> [Records]
Start of Block
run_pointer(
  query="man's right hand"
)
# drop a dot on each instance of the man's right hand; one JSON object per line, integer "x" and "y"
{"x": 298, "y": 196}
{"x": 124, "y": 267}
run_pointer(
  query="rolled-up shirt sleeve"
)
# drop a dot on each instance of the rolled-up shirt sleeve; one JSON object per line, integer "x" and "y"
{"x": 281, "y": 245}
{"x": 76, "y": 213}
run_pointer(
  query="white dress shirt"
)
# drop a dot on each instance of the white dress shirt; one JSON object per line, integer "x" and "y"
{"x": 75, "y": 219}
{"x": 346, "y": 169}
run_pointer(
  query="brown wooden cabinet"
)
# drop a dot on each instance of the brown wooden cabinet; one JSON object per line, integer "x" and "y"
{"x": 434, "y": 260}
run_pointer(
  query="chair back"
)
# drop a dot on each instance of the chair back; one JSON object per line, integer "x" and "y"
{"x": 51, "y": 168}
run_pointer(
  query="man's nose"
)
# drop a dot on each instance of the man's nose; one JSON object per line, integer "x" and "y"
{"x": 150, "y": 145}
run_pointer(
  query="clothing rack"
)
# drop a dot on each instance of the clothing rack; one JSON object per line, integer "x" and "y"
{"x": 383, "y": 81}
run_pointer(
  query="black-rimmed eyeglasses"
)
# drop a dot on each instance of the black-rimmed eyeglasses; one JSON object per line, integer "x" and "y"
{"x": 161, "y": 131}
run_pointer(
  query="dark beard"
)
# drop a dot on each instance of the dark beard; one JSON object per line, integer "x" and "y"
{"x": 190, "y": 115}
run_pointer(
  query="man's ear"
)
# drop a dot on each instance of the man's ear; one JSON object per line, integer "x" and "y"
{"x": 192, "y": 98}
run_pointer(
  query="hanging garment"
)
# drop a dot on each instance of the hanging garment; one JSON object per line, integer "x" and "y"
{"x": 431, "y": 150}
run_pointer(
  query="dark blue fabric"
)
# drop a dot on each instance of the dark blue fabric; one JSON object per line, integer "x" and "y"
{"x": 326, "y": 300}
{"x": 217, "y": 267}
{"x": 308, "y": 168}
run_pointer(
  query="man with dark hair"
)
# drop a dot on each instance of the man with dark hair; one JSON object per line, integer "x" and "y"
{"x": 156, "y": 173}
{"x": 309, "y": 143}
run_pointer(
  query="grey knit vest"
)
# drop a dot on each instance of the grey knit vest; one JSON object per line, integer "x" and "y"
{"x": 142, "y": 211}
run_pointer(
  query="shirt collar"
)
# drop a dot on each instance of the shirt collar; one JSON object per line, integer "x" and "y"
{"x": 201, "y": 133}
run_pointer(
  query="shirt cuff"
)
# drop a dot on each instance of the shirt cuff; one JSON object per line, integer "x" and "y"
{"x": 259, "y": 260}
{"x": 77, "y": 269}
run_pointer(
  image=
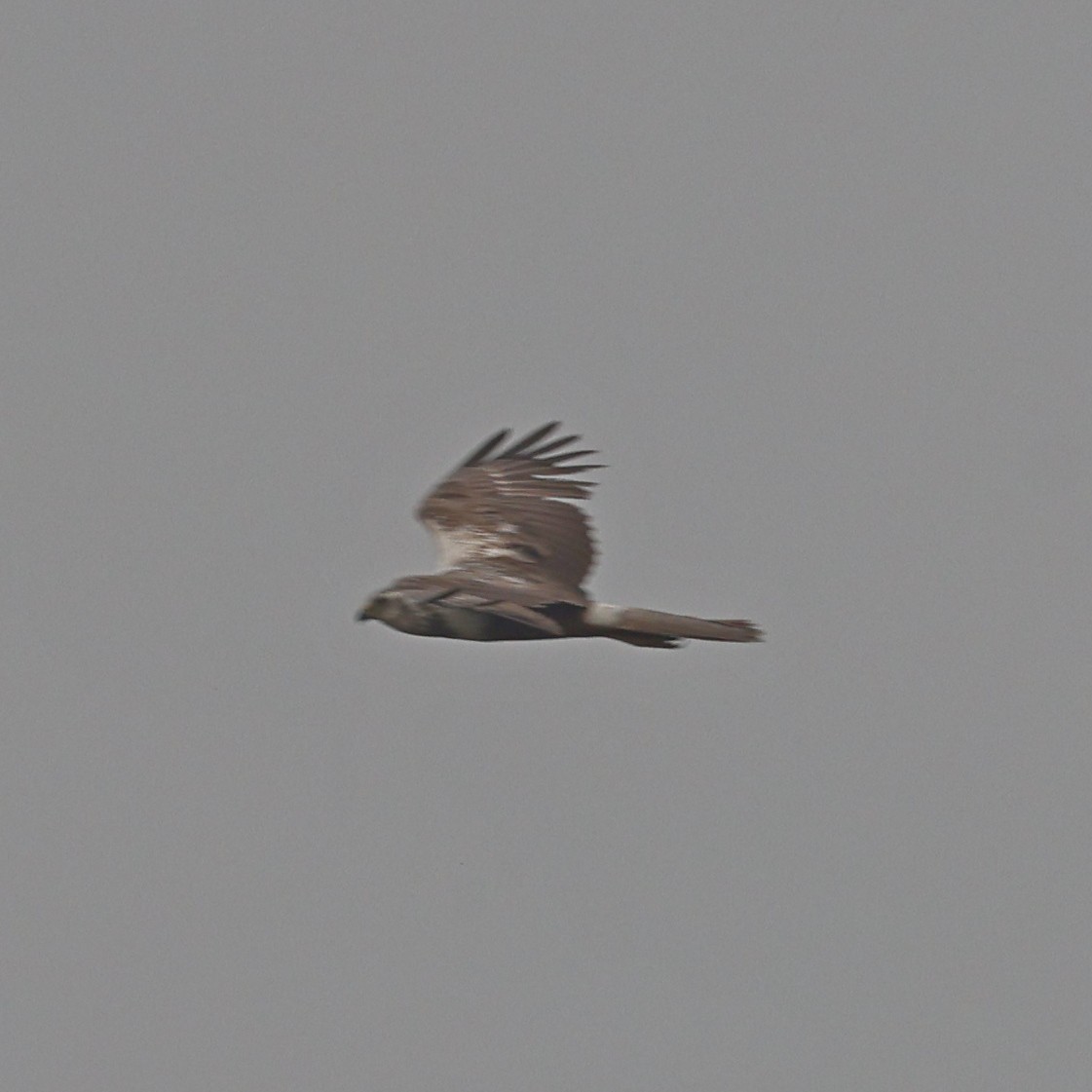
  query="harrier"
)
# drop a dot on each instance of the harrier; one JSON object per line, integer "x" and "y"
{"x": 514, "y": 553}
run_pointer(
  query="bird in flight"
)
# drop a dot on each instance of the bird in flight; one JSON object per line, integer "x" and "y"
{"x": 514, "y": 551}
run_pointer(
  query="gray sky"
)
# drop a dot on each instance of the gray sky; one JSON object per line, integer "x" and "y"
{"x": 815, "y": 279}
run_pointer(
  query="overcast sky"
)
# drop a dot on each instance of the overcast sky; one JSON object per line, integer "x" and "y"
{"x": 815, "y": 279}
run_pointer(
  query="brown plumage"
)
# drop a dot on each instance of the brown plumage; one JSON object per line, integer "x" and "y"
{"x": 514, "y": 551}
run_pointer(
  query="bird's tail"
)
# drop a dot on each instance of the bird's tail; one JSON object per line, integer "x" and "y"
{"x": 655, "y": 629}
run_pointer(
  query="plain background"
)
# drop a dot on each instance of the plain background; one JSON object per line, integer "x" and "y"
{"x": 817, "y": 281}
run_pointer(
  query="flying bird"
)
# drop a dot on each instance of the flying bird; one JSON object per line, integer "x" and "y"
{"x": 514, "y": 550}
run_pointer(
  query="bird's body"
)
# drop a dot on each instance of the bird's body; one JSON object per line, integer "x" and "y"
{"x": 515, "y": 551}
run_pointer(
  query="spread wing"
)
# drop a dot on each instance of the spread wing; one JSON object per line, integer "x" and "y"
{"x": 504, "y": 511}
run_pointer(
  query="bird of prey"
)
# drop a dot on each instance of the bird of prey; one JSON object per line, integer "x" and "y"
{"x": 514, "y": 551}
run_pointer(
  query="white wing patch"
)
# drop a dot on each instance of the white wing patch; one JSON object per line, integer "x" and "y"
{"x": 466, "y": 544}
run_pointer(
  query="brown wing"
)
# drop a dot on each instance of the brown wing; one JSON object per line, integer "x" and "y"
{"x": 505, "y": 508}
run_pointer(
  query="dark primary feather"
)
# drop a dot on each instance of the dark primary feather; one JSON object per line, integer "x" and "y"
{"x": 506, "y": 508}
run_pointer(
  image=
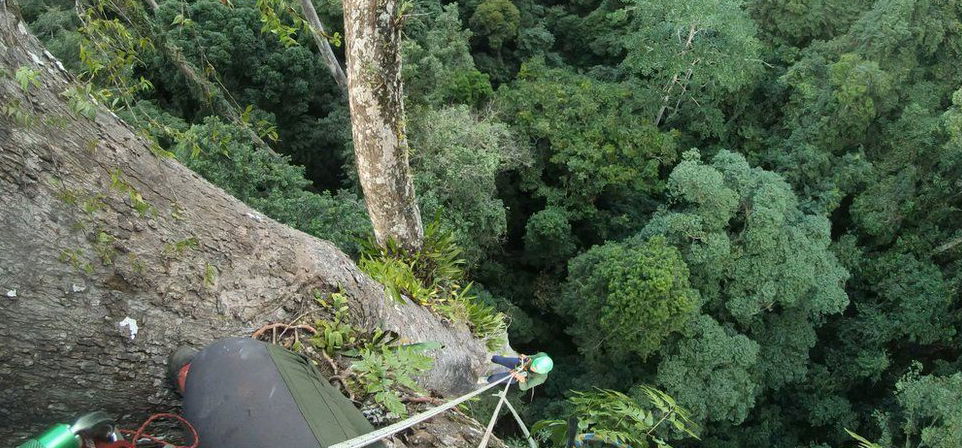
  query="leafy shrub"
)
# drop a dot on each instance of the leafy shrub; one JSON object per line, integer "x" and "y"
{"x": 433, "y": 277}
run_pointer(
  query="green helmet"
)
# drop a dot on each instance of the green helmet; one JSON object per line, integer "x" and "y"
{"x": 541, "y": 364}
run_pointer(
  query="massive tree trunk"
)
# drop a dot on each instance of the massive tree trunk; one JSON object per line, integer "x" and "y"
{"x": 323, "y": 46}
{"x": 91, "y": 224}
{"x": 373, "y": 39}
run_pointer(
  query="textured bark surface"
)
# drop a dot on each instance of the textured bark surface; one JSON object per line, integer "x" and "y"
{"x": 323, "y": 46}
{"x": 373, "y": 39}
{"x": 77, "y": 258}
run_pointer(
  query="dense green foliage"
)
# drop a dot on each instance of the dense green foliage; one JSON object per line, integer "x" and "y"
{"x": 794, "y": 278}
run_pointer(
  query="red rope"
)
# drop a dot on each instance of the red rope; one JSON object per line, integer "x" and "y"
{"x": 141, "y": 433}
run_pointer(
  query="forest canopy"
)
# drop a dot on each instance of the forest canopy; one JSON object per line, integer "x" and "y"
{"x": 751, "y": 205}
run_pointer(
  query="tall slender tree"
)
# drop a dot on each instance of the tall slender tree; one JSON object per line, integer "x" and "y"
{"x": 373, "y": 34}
End of Block
> [What is being asked] Could you write out the whole listing exactly, skipping every picture?

> [Answer to the exercise]
run_pointer(
  query="man's right hand"
)
# drop a dot on each instance of the man's right hand; one JSON object per line, integer "x" and "y"
{"x": 298, "y": 196}
{"x": 124, "y": 267}
run_pointer(
  query="rolled-up shirt sleeve"
)
# drop a dot on each instance of the rolled-up shirt sleeve; one JSON object per line, integer "x" and "y"
{"x": 281, "y": 245}
{"x": 76, "y": 213}
run_pointer(
  query="white dress shirt"
)
# drop a dot on each instance of the white dress shirt; one JSON object per line, integer "x" and "y"
{"x": 75, "y": 219}
{"x": 346, "y": 169}
run_pointer(
  query="brown wooden cabinet"
)
# drop a dot on each instance of the brown wooden cabinet; one JSON object per line, integer "x" and "y"
{"x": 434, "y": 260}
run_pointer(
  query="chair back"
)
# drop a dot on each instance of the chair back; one JSON object per line, integer "x" and "y"
{"x": 51, "y": 168}
run_pointer(
  query="man's nose"
)
# drop a dot on each instance of the man's nose; one JSON object per line, integer "x" and "y"
{"x": 150, "y": 145}
run_pointer(
  query="clothing rack"
)
# drop a dot on each instance of the clothing rack; one JSON object per line, integer "x" and "y"
{"x": 383, "y": 81}
run_pointer(
  query="black-rimmed eyeglasses"
)
# drop a dot on each instance of the black-rimmed eyeglasses; one JSON object per line, integer "x" and "y"
{"x": 161, "y": 131}
run_pointer(
  query="dark beard"
)
# drop a dot on each instance of the dark beard; one JSON object per line, integer "x" and "y"
{"x": 190, "y": 115}
run_pointer(
  query="man's ear"
)
# drop a dot on each instance of the man's ear; one JSON object per line, integer "x" and "y"
{"x": 192, "y": 98}
run_pointer(
  query="hanging garment"
)
# drop a dot on each instance of the hanging garment; one JSON object per line, integer "x" and "y"
{"x": 431, "y": 150}
run_pointer(
  query="dark blue fabric"
)
# drop a dot on each instance of the dark blue fabric; one JSON object per line, integer "x" and "y"
{"x": 326, "y": 300}
{"x": 217, "y": 267}
{"x": 308, "y": 168}
run_pointer(
  query="man with dark hair"
)
# drop a dot on each instance of the man with dark hair; one JSON object per line, integer "x" and "y"
{"x": 156, "y": 173}
{"x": 309, "y": 143}
run_pointer(
  query="grey knit vest"
)
# drop a dot on each instance of the grey knit vest; one JSON object per line, integer "x" and "y"
{"x": 142, "y": 211}
run_pointer(
  query="shirt collar"
)
# drop a dot on each instance of the shirt collar; one JSON object per line, integer "x" and "y"
{"x": 201, "y": 133}
run_pointer(
  query="shirt cuff"
)
# drop a dot on each instance of the shirt cuff; one JSON object per line, integer "x" and "y"
{"x": 259, "y": 260}
{"x": 77, "y": 269}
run_pointer(
  image=
  query="harrier"
)
# drop a dot on each instance of the harrier; one JSON object per line, integer "x" and "y"
{"x": 514, "y": 553}
run_pointer(
  query="bird in flight"
)
# drop a dot on each instance of the bird in flight; one JSON object per line, integer "x" and "y"
{"x": 514, "y": 551}
run_pointer(
  query="gray sky"
)
# drop a dot on each instance of the gray sky; one JSON object per line, integer "x" and "y"
{"x": 815, "y": 279}
run_pointer(
  query="overcast sky"
)
# drop a dot on each instance of the overcast sky; one JSON object per line, integer "x" and "y"
{"x": 815, "y": 279}
run_pointer(
  query="brown plumage"
)
# drop a dot on each instance of the brown plumage; one JSON object per line, integer "x" and "y"
{"x": 514, "y": 551}
run_pointer(
  query="bird's tail"
)
# drop a dot on each instance of the bird's tail; one JSON object per line, integer "x" and "y"
{"x": 655, "y": 629}
run_pointer(
  query="plain background"
)
# drop a dot on each instance of the plain background; one JSON object per line, integer "x" and "y"
{"x": 817, "y": 281}
run_pointer(
  query="flying bird"
)
# drop a dot on each instance of the flying bird; one JSON object per line, integer "x" and "y"
{"x": 514, "y": 550}
run_pointer(
  query="bird's body"
)
# drop a dot on each instance of the bird's body; one JSON object per line, integer "x" and "y"
{"x": 515, "y": 551}
run_pointer(
  query="spread wing"
)
# drop a dot on each instance of the spread wing; one JSON object per line, integer "x" and "y"
{"x": 504, "y": 511}
run_pointer(
  query="bird of prey"
)
# drop a dot on each instance of the bird of prey; one JSON object per line, integer "x" and "y"
{"x": 514, "y": 551}
run_pointer(
  query="white wing patch"
)
# drop a dot on each instance of the white wing patch; one JSON object per line, integer "x" and "y"
{"x": 466, "y": 544}
run_pointer(
  query="brown wing"
)
# drop a dot on each instance of the brown wing; one JSON object per line, integer "x" and "y"
{"x": 505, "y": 508}
run_pointer(
  query="dark primary feather"
)
# drop a dot on each instance of the dark primary feather; one JSON object per line, integer "x" and "y"
{"x": 506, "y": 508}
run_pointer(
  image=
  query="leafy shrub"
)
# drop a dot on each instance of the leafy shrub; one JSON object per line, integer "x" and "y"
{"x": 433, "y": 277}
run_pointer(
  query="green helmet"
)
# drop a dot on each instance of the green helmet; one JSON object per line, integer "x" and "y"
{"x": 541, "y": 364}
run_pointer(
  query="massive tree trunk"
)
# drop a dot on each instance of the massive tree trunk; one JSON object per line, integer "x" and "y"
{"x": 323, "y": 46}
{"x": 91, "y": 224}
{"x": 373, "y": 39}
run_pointer(
  query="textured bark surface"
)
# drop a dot on each instance of the textured bark surface; one JSON object per line, integer "x" and "y"
{"x": 323, "y": 46}
{"x": 373, "y": 39}
{"x": 77, "y": 258}
run_pointer(
  query="dense green foliage"
)
# drop a dot on each instance of the dense green foliage; one JSON object per line, integer "x" and "y"
{"x": 794, "y": 278}
run_pointer(
  query="red rope"
)
# drop a dot on each instance of the red rope; one JSON object per line, integer "x" and "y"
{"x": 141, "y": 433}
run_pointer(
  query="forest canopy"
)
# drop a dot on each instance of the forest canopy; one JSON object per line, integer "x" and "y"
{"x": 751, "y": 205}
run_pointer(
  query="tall slender tree"
)
# drop a dot on each instance of the tall slender tree; one JSON object per line, integer "x" and "y"
{"x": 373, "y": 34}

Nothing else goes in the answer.